-- Problem --
Each line below with the string "coffee" should be copied.

-- Dataset records --
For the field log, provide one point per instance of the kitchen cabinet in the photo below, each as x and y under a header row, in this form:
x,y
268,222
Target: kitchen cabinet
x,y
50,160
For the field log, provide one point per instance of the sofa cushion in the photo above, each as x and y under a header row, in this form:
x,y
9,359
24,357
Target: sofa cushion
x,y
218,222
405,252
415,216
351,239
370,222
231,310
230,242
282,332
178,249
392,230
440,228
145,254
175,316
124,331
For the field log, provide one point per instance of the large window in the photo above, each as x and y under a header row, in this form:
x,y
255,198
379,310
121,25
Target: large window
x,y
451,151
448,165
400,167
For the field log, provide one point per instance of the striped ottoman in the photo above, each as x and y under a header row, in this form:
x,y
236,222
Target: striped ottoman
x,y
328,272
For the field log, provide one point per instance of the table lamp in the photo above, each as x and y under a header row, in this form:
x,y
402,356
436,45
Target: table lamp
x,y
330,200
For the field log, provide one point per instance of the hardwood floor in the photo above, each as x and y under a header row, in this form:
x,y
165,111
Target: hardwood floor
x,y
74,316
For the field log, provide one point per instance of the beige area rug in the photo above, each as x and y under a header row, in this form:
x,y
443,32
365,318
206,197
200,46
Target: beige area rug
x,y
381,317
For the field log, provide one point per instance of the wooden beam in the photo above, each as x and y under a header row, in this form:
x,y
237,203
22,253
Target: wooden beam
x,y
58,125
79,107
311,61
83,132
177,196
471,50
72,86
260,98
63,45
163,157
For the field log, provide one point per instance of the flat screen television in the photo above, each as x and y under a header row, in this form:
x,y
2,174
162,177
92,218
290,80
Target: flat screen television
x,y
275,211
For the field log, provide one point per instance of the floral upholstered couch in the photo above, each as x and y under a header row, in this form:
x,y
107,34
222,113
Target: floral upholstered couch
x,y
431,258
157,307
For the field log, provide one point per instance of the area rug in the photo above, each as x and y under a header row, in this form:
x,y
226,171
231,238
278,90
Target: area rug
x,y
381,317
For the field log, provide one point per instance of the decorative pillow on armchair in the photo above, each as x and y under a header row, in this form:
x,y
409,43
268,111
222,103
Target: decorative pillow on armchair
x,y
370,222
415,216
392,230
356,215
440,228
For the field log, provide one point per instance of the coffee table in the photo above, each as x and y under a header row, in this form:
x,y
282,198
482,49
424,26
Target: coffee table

-- Task result --
For the field log, provide one point per instance of the coffee table in the photo above, each as x and y under a header row, in this form:
Target: coffee table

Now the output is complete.